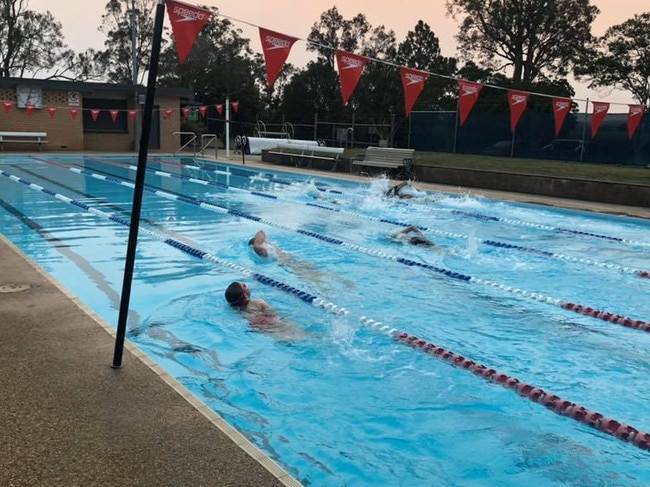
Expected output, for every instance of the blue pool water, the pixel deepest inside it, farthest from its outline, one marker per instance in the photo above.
(335, 399)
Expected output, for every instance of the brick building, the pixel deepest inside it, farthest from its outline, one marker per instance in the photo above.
(82, 116)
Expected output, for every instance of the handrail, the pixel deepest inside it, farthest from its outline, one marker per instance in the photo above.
(212, 138)
(192, 140)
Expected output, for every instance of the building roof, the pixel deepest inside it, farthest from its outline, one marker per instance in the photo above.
(86, 87)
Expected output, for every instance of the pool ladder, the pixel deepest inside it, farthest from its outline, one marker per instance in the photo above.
(207, 140)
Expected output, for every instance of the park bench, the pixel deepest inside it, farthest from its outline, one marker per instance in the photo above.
(396, 160)
(22, 137)
(299, 153)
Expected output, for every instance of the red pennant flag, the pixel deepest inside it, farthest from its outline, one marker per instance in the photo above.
(276, 49)
(517, 101)
(413, 83)
(598, 115)
(468, 95)
(634, 117)
(561, 107)
(350, 68)
(187, 21)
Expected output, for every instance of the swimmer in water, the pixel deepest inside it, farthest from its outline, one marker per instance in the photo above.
(414, 236)
(260, 314)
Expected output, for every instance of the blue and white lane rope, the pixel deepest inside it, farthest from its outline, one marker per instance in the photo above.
(563, 407)
(564, 304)
(488, 218)
(615, 267)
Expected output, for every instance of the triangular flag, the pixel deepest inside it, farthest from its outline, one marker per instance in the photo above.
(598, 115)
(634, 117)
(468, 94)
(187, 21)
(561, 107)
(276, 48)
(517, 101)
(413, 83)
(350, 68)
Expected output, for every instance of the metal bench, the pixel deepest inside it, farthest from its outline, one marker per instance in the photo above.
(400, 160)
(23, 137)
(309, 152)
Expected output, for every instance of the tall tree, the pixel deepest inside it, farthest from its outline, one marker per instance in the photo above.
(30, 42)
(621, 59)
(220, 64)
(533, 38)
(333, 32)
(121, 20)
(421, 50)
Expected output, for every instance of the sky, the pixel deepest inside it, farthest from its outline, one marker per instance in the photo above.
(81, 20)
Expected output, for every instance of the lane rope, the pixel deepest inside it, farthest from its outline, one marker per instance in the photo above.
(590, 311)
(558, 405)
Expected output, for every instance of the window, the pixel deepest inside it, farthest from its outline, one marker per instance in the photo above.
(104, 122)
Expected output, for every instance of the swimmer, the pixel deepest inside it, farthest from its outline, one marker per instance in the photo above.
(416, 239)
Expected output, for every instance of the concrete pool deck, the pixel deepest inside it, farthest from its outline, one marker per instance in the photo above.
(68, 418)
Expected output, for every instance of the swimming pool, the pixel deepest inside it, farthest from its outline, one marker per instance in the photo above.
(340, 400)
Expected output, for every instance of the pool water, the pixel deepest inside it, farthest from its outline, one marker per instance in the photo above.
(333, 397)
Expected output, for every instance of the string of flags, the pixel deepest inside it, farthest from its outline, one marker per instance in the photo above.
(188, 20)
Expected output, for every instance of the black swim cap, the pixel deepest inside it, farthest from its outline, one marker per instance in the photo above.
(234, 294)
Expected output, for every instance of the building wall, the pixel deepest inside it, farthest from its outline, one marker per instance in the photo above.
(65, 133)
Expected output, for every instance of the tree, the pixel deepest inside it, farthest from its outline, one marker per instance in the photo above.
(333, 32)
(30, 42)
(622, 59)
(220, 64)
(123, 18)
(533, 38)
(421, 50)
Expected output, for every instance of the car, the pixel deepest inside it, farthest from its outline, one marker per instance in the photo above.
(577, 150)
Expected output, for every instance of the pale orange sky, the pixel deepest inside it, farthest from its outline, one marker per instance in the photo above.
(295, 17)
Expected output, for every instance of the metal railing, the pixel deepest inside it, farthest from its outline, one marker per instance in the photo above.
(191, 141)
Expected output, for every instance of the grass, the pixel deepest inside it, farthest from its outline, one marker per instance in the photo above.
(537, 167)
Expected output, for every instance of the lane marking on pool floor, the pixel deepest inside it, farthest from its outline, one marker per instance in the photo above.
(562, 407)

_Your task_
Nothing but the lines from the line with "Expected output, for every instance of the tree, the" to the last line of the listing above should appear; please retype them exactly, both ends included.

_Written solution_
Expected output, for every instance of the tree, the pixel deepest inside it, farthest from its outline, one marker per instance in the photo above.
(333, 32)
(30, 42)
(622, 59)
(220, 64)
(123, 18)
(533, 38)
(421, 50)
Expected output, for every instance of the car, the pixel deepest inside it, farthest from its outline, one marker per instance in the photo above.
(577, 150)
Expected output, for every instance of the pale orange sky, the pixel deepest inside it, farthest from its outline, one marker per instance in the photo above.
(295, 17)
Expected output, for every instance of the metal railing, the pixel deepest inside it, farthest from its outline, one marker per instance in the photo above.
(191, 141)
Expected output, for every instance of the grass, the pixel deepest inside it, farthest from its outline, one marker per instance in the photo above.
(537, 167)
Expected output, for every instance of the lane marking on pool floor, the pixel deepest inside it, farthest from its outline, one marker per instance in the photo above.
(562, 407)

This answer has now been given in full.